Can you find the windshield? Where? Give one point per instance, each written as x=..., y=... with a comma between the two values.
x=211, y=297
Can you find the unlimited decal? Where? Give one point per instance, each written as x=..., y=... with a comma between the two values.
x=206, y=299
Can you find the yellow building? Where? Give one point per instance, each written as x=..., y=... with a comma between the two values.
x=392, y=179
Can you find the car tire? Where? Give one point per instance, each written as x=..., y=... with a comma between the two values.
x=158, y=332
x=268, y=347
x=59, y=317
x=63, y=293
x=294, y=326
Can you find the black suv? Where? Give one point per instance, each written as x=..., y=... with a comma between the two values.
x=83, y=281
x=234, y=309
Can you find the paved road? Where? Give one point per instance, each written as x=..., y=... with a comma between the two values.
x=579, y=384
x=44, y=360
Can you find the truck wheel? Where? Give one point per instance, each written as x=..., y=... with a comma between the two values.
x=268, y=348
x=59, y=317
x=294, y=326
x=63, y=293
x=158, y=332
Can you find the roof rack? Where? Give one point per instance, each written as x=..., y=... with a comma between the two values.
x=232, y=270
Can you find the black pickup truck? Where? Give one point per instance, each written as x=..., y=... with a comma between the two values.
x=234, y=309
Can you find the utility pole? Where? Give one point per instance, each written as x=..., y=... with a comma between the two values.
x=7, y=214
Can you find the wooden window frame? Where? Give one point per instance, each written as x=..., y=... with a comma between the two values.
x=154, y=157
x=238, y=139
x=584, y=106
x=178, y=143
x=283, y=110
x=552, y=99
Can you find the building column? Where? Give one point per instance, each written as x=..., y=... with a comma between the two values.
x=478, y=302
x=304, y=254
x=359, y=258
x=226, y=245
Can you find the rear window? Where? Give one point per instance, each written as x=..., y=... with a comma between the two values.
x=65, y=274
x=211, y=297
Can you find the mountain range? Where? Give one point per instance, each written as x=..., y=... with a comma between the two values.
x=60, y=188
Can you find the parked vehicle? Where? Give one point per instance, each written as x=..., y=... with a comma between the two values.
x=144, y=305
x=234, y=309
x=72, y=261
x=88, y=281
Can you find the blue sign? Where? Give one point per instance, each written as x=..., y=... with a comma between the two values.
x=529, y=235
---
# Work to be completed
Only the lines from the one containing "Can you find the rear" through the final line of the records above should be printed, exactly as they stand.

# Result of this exercise
Can you find the rear window? Where? Give one point per instance, each written as x=..., y=... with a comma between the two values.
x=65, y=274
x=211, y=297
Can you find the mountain range? Where? Give one point per instance, each written as x=..., y=... with a comma between the two values.
x=60, y=188
Can you find the parked vehicle? Where? Give one point per instance, each written as x=..., y=... with a comma between the two values.
x=144, y=305
x=234, y=309
x=72, y=261
x=88, y=281
Can you find the blue sign? Where? Give one point per instance, each written as x=..., y=... with a comma between the two values.
x=529, y=235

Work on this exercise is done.